:: Tasks to perform ::
A) Do the following statements agree with the trial report? For each, answer yes or no and quote the words of the report that decide it.
(i) The jury asked Matsch for a list of the witnesses who testified about the blast.
(ii) The judge disclosed his written answer to a juror's question.
(iii) Survivors and relatives wrapped donated toys in a church basement.
B) Retype the section of the trial report beginning at "One of the jurors" and ending at "in the bombing.".

:: Document passage ::
* * *

Early in the day the jury asked Matsch for a list of the nearly 200 witnesses who testified about the April 19, 1995, blast that killed 168 people. Defense attorneys insisted that they be listed in chronological order, and Matsch responded, "We'll try to get that done."
CNN learned that the jury wants to review testimony about Nichols' activities in the fall of 1994, when Nichols quit his job as a farmhand. The prosecution says Nichols bought ammonium nitrate used in the bomb that same day.
One of the jurors also submitted a question, which the judge answered in writing and refused to disclose.
Defense and prosecution lawyers also had a conference over a sealed motion filed by the prosecution. The content of the motion and the results of the meeting were not disclosed.
Survivors wrap Christmas presents
Two blocks away, about three dozen bombing survivors and
relatives gathered in the basement of a church to wrap thousands of donated toys for homeless children
With poinsettias decorating the room and Christmas carols playing from speakers, the group stood at large, round tables, taping brightly colored paper around dolls, trucks, blocks, stuffed animals, coats, mittens and muffs.
"We're trying to focus on somebody else's needs instead of just wallowing in our stuff right now," said Marsha Kight, whose daughter, Frankie Merrill, died in the bombing.
Nichols spent the day inside the courthouse and visited with his mother, Joyce Nichols Wilt, and his sister, Suzanne McDonnell.

* * *

Part of a data file
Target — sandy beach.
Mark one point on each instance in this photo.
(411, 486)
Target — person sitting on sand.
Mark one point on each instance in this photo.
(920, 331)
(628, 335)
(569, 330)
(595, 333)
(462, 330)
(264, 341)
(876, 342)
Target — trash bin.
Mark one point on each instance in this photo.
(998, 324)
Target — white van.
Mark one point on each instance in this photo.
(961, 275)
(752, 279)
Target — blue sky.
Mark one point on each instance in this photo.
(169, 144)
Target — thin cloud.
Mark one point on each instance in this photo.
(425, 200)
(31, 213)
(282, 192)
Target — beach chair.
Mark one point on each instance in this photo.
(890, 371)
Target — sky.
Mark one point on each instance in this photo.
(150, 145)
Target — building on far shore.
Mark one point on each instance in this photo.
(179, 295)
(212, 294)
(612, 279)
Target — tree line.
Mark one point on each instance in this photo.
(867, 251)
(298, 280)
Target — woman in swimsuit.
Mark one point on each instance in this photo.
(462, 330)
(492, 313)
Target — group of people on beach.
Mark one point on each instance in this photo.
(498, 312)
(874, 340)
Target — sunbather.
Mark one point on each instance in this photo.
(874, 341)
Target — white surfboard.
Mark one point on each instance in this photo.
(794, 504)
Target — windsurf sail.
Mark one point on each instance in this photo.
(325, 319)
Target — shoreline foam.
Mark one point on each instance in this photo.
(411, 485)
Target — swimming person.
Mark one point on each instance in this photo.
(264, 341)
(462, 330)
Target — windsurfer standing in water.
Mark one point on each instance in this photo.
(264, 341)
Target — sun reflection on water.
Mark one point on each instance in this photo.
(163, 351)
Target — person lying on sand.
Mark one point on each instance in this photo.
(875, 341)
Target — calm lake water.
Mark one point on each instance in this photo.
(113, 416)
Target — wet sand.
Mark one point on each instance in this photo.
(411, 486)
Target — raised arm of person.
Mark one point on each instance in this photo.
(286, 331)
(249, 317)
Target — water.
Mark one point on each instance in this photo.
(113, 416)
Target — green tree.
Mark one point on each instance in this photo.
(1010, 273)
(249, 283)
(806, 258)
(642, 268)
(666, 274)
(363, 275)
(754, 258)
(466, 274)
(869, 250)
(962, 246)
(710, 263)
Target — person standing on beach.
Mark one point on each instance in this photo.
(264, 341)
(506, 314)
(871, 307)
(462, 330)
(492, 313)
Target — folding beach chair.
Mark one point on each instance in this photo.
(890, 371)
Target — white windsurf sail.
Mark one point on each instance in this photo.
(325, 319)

* * *

:: Exercise solutions ::
A)
(i) Yes: "Early in the day the jury asked Matsch for a list of the nearly 200 witnesses who testified about the April 19, 1995, blast"
(ii) No: "which the judge answered in writing and refused to disclose"
(iii) Yes: "gathered in the basement of a church to wrap thousands of donated toys for homeless children"

B)
One of the jurors also submitted a question, which the judge answered in writing and refused to disclose.
Defense and prosecution lawyers also had a conference over a sealed motion filed by the prosecution. The content of the motion and the results of the meeting were not disclosed.
Survivors wrap Christmas presents
Two blocks away, about three dozen bombing survivors and
relatives gathered in the basement of a church to wrap thousands of donated toys for homeless children
With poinsettias decorating the room and Christmas carols playing from speakers, the group stood at large, round tables, taping brightly colored paper around dolls, trucks, blocks, stuffed animals, coats, mittens and muffs.
"We're trying to focus on somebody else's needs instead of just wallowing in our stuff right now," said Marsha Kight, whose daughter, Frankie Merrill, died in the bombing.